▶ Instructions for the task:
Character for character, write out the data below.

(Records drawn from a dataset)
BEGIN

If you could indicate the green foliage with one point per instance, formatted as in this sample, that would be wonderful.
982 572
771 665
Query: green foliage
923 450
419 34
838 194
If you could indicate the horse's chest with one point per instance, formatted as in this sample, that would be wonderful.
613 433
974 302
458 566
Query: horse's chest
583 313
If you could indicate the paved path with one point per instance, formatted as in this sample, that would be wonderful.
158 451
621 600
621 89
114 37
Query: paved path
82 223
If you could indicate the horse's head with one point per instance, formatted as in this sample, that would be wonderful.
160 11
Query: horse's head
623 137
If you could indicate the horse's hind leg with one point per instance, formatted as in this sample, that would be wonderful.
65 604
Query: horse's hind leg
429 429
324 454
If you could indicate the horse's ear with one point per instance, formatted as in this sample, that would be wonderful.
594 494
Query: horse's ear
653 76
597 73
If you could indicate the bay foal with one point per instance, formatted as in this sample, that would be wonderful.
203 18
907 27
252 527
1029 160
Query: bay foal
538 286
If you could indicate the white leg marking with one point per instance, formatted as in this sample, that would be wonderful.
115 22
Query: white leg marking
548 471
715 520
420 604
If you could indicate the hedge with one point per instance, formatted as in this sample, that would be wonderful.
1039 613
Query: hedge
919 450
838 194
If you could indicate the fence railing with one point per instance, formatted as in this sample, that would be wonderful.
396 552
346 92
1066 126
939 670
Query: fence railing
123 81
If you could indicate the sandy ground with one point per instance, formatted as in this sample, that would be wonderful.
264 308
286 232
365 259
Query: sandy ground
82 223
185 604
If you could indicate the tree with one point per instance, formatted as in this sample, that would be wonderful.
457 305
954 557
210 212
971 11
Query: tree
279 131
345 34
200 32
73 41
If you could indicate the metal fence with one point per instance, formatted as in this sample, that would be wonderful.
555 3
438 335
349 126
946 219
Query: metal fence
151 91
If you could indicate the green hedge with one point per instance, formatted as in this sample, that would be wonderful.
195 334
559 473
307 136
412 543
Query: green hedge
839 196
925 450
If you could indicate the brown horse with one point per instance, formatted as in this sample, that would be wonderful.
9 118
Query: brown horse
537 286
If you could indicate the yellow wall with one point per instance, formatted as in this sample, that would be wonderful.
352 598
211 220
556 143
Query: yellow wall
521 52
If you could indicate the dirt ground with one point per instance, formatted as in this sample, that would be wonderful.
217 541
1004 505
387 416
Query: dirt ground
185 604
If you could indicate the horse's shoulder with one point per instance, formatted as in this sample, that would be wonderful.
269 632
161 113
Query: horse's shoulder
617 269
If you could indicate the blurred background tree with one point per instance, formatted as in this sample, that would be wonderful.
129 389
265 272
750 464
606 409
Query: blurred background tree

END

▶ Answer space:
If you could indicate the green foliage with one point per instance, formatted as in this sample, that would be wonderful.
982 572
771 665
Query: green foliage
923 450
419 34
838 194
If you could indicate the horse's chest with one point per instance, formatted as in this sample, that would be wonderful.
613 433
974 302
458 566
Query: horse's chest
583 313
If you could indicate the paved path with one point per instance, formatted as in this sample, that would be wonderful.
158 451
621 600
621 89
114 37
Query: paved path
82 223
If you could indicate the horse's head with one point per instance, formatted as in this sample, that would be wonderful.
160 11
Query: horse's head
623 137
If you could indicate the horse's hind leg with one point per instance, formatted as in this sample, that would be wonderful.
65 604
Query: horse's hind leg
429 429
324 454
If you could indicate the horse's ear with one point per instance, formatted as in this sample, that would be wonderful.
594 494
Query: horse's ear
653 76
597 73
If you could indicate the bay foal with one point per instance, formatted as in this sample, that would be wonderful.
203 18
907 27
252 527
1029 160
Query: bay foal
538 286
If you could indicate the white leg marking with one point per instance, formatted as in this sample, that would be wonderful.
115 22
Query: white leg marking
548 471
715 520
420 604
If you could indicate the hedge with one point per instance, formatted as in this sample, that would be wonderful.
1039 613
Query: hedge
919 450
838 194
If you could indicate the fence railing with one point per instance, formatted as in this sample, that would be wonderful.
396 552
346 92
1066 126
939 670
Query: fence railing
123 81
If you could indicate the sandy ground with one point per instance, formatted as in this sample, that would be wonderful.
264 308
286 232
365 259
Query: sandy ground
82 223
185 604
If you could indicate the tree with one point per instance, formatted as in this sample, that would be wonderful.
457 305
954 557
210 212
971 11
Query: tree
279 131
345 34
200 32
73 41
If you could indicate the metal fence with one point per instance, formatted as in this sample, that would be wonderful.
555 3
438 335
349 126
946 219
Query: metal fence
151 91
If you could indicate the green hedge with one point per instance, formatted as in this sample, that would be wonderful.
195 334
559 473
307 136
412 543
Query: green hedge
839 196
925 450
If you could indicate the brown horse with one point per instance, formatted as in this sample, that would be wonderful.
9 118
Query: brown horse
537 286
If you could indicate the yellow wall with one point per instance, formatted as in this sample, that would be wonderful.
352 598
211 220
556 143
Query: yellow wall
521 52
If you could indicate the dirt ground with one point per instance, formatted as in this sample, that would be wonderful.
217 541
1004 505
387 416
Query: dirt ground
185 604
If you could indicate the horse's shoulder with one point per instance, formatted as in this sample, that would be wonderful.
269 632
161 113
Query: horse's shoulder
617 269
If you could indicate the blurred background tree with one point per instance, formatted as in this sample, that would be wonderful.
129 389
265 272
750 464
606 409
Query: blurred background tree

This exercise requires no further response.